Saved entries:
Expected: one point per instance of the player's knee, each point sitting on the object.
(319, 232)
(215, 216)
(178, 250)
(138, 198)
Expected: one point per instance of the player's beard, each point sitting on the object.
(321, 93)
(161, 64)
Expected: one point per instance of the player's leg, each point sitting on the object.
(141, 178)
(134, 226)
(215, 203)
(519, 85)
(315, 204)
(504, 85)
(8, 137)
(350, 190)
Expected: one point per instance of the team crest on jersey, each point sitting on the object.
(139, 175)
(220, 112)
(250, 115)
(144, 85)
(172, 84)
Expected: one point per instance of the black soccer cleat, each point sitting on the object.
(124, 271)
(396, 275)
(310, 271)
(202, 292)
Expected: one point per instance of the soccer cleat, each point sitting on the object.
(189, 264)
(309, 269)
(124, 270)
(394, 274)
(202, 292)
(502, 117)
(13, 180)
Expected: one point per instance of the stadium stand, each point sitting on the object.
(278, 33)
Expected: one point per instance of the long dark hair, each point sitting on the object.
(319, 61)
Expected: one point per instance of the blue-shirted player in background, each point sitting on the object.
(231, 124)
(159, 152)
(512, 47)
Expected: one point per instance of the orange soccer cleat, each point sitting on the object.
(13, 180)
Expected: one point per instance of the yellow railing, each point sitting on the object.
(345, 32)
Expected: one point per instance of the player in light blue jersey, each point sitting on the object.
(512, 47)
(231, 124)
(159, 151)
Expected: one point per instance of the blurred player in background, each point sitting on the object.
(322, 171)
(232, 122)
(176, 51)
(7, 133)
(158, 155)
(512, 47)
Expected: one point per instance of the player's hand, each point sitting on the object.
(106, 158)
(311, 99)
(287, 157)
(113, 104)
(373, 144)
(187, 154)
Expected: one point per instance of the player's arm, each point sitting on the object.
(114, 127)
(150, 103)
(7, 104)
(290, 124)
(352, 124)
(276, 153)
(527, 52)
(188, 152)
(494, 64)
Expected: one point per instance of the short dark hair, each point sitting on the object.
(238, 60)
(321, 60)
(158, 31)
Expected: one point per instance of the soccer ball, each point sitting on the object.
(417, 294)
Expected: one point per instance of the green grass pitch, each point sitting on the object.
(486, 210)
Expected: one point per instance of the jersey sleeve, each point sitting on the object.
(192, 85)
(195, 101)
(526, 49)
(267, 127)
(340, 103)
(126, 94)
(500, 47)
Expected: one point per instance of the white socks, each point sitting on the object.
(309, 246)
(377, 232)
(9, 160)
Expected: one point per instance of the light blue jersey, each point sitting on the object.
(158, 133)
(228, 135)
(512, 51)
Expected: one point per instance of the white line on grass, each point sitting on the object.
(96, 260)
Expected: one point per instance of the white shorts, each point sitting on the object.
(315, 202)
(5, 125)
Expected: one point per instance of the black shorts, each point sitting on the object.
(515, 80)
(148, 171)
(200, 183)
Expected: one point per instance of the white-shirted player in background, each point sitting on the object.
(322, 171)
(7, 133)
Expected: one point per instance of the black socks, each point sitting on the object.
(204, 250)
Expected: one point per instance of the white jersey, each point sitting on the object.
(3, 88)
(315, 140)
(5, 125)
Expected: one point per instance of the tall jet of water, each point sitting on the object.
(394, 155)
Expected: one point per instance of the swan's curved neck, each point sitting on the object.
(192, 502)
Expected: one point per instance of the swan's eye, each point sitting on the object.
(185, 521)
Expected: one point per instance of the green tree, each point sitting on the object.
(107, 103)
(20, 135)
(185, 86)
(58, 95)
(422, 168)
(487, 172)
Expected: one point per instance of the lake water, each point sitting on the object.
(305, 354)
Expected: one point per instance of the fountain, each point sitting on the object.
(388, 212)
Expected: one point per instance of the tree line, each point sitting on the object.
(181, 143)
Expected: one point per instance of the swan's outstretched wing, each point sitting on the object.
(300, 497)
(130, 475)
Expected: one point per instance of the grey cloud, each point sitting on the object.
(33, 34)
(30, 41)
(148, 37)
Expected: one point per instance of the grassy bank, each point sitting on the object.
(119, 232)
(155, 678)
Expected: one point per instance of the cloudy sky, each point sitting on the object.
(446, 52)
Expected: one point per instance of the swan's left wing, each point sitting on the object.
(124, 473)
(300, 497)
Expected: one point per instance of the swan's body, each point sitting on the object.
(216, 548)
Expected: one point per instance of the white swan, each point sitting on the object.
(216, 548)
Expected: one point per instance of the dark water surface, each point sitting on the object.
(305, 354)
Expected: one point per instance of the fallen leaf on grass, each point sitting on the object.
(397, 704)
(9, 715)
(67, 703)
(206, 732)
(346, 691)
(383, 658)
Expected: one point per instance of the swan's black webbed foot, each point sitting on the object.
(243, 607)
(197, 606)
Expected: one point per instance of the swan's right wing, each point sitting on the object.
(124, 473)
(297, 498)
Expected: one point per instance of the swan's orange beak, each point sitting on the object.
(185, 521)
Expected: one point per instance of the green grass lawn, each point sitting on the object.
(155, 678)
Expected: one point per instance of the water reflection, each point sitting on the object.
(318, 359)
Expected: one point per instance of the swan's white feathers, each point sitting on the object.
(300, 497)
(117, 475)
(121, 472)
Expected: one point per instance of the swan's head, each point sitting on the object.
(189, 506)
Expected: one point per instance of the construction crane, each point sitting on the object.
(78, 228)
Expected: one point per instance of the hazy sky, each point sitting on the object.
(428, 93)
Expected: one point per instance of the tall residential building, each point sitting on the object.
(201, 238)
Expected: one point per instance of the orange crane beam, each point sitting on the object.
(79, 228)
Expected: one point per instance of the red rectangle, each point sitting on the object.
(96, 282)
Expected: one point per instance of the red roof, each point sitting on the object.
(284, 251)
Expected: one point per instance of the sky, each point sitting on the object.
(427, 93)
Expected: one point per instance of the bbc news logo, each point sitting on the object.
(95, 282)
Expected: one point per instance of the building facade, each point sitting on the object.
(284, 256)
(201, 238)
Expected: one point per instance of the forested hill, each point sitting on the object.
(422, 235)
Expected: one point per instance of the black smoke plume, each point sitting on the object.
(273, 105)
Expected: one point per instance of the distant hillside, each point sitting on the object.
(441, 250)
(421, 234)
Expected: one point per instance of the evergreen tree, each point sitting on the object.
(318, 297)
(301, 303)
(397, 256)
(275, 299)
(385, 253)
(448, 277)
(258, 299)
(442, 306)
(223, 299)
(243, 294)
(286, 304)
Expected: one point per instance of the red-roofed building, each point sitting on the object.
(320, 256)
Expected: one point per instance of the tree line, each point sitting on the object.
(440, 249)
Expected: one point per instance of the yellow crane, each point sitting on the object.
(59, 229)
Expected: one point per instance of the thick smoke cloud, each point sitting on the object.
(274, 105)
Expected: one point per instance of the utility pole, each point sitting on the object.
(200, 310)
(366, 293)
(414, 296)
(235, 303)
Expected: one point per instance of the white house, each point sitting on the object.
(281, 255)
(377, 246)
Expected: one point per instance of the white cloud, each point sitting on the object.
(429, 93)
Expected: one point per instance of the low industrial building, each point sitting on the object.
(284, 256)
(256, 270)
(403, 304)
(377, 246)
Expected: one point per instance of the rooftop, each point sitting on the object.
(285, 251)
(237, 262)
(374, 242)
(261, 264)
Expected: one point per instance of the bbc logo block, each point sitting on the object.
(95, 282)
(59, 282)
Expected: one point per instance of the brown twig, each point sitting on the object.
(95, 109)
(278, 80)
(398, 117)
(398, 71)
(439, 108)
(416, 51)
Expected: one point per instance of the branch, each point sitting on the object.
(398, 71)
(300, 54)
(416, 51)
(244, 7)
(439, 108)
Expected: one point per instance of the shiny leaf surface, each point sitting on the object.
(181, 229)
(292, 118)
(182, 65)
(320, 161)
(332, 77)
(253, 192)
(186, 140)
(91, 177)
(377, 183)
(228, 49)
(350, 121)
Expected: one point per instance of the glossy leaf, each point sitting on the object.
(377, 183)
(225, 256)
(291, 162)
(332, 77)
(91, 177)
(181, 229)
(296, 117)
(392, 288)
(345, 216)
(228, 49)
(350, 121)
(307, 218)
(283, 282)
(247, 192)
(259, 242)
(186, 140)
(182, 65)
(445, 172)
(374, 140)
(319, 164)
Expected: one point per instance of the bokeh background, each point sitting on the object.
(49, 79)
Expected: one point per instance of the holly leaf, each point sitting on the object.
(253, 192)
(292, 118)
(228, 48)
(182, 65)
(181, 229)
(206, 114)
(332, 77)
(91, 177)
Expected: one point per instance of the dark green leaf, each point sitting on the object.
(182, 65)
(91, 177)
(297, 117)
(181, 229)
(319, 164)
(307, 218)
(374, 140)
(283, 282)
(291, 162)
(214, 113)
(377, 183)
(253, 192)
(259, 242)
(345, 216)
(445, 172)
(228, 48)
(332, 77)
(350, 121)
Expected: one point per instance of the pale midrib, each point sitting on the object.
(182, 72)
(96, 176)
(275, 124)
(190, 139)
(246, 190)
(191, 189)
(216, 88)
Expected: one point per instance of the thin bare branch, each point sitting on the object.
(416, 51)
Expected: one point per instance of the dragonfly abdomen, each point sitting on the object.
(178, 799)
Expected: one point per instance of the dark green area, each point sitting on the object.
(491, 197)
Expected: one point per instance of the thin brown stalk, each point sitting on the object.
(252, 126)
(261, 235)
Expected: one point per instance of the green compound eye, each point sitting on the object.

* _WHAT IS EXPECTED_
Your task is to write out, exactly, the line that contains "Expected: one point per instance of the dark green leaf, each" and each line after it to the end of the data, with no other lines.

* _WRITTEN ANSWER_
Expected: one point per instance of the dark green leaf, each point sitting on the object.
(182, 65)
(91, 177)
(297, 117)
(181, 229)
(319, 164)
(307, 218)
(374, 140)
(283, 282)
(291, 162)
(214, 113)
(377, 183)
(253, 192)
(259, 242)
(345, 216)
(445, 172)
(228, 48)
(332, 77)
(350, 121)
Expected: one point per instance of the pale midrib, each point sitting on the object.
(182, 72)
(96, 176)
(275, 124)
(190, 139)
(246, 190)
(191, 189)
(216, 88)
Expected: one point per instance of the thin bare branch, each point sitting on the object.
(416, 51)
Expected: one point per instance of the dragonfly abdomen, each point sitting on the object.
(178, 799)
Expected: one point per instance of the dark green area, each point sitting on the object.
(491, 197)
Expected: one point per instance of the thin brown stalk, each point sitting on the object.
(252, 126)
(261, 235)
Expected: one point per instance of the green compound eye, each point sitting on the object.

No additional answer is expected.